Donald Tusk, the chairman of European Union leaders, welcomed the deal but said London still needed to provide more clarity on the new relationship after Brexit, and bemoaned the fact the first round of talks had taken so long.
“We all know that breaking up is hard, but breaking up and building a new relation is much harder,” he said.
“So much time has been devoted to the easier task and now … we have de facto less than a year” left for talks before Britain is due to leave in March, 2019.
The Commission’s recommendation that sufficient progress has been made will now go to the European Union summit of leaders taking place next week.
“Prime Minister May has assured me that it has the backing of the UK government. On that basis, I believe we have now made the breakthrough we need. Today’s result is of course a compromise,” Juncker told a hastily-arranged news conference.
May said she expected a formal agreement to be approved at the summit, which begins on December 14.
“I also look forward to next week’s European Council meeting, where I hope and expect we will be able to get the endorsement of the 27 (member countries) to what is a hard-won agreement in all our interests,” May said.
The commission will now begin work on phase-two talks, which cover a transitional exit period, trade and long-term relations with the bloc.
Draft guidelines showed the transition period would last around two years. During that time, Britain will remain part of the customs union and single market but will no longer take part in EU institutions or have a vote. It will still be subject to EU law.
Moving to talks about trade and a Brexit transition is crucial for the future of May’s premiership, and to keep trade flowing between the world’s biggest trading bloc and its sixth- largest national economy after Britain leaves on March 30, 2019.
May’s key parliamentary ally in Northern Ireland gave a cautious endorsement of the new terms, four days after 11th-hour objections from Belfast scuppered May’s attempt to sign off on an accord over the Irish border during a lunch in Brussels on Monday.

**LIST OF TASKS**.
**A.** Please print the part of the Brexit news report that begins at the words "Moving to talks" and stops after the words "March 30, 2019.".
**B.** According to the Brexit news report, why is moving to talks about trade and a Brexit transition crucial? Answer in one to three sentences.
**C.** Pick up the Brexit news report after its final sentence and continue it.

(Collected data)

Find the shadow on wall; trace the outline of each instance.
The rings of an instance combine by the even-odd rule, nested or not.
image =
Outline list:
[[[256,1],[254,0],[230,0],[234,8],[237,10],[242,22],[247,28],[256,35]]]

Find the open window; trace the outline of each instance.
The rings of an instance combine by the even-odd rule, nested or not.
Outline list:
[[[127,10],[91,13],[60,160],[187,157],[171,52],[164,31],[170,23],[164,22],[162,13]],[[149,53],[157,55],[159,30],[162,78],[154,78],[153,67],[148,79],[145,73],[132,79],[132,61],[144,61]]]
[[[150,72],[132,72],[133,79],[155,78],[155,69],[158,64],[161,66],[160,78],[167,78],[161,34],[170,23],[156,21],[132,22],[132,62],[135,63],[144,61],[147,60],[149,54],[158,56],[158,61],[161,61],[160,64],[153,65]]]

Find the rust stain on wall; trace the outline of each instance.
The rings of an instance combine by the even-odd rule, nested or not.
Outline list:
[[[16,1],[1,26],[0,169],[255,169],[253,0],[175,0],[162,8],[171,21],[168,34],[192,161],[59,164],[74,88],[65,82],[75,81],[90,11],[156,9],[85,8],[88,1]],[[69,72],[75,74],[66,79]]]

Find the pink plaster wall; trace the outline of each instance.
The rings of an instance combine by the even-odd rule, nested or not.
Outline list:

**SOLVED PROBLEMS**.
**A.**
Moving to talks about trade and a Brexit transition is crucial for the future of May’s premiership, and to keep trade flowing between the world’s biggest trading bloc and its sixth- largest national economy after Britain leaves on March 30, 2019.

**B.** Moving to those talks is crucial for the future of May's premiership. It is also needed to keep trade flowing between the European Union and Britain after Britain leaves on March 30, 2019.

**C.**
Irish Foreign Minister Simon Coveney said the border agreement meant there was no way Brexit could lead to a hard border between Ireland and Northern Ireland – what will become the only land frontier between Britain and the EU after Brexit.
“Very good outcome for everyone on the island of Ireland – no Hard Border guaranteed!,” Coveney said on Twitter.
Not everyone agreed. “A deal in Brussels is good news for Mrs May as we can now move on to the next stage of humiliation,” leading Brexit campaigner Nigel Farage said on Twitter.
In the text, Britain agreed that should London and Brussels fail to agree a final Brexit deal, the United Kingdom will maintain “full alignment” with those rules of the internal market and customs union that help to protect north-south co-operation in Ireland.
It said in the absence of a trade deal, no new barriers would develop between Northern Ireland and the rest of the United Kingdom unless the devolved government in Northern Ireland agree that distinct arrangements are appropriate.
“In all circumstances, the United Kingdom will continue to ensure the same unfettered access for Northern Ireland’s businesses to the whole of the United Kingdom internal market,” it said.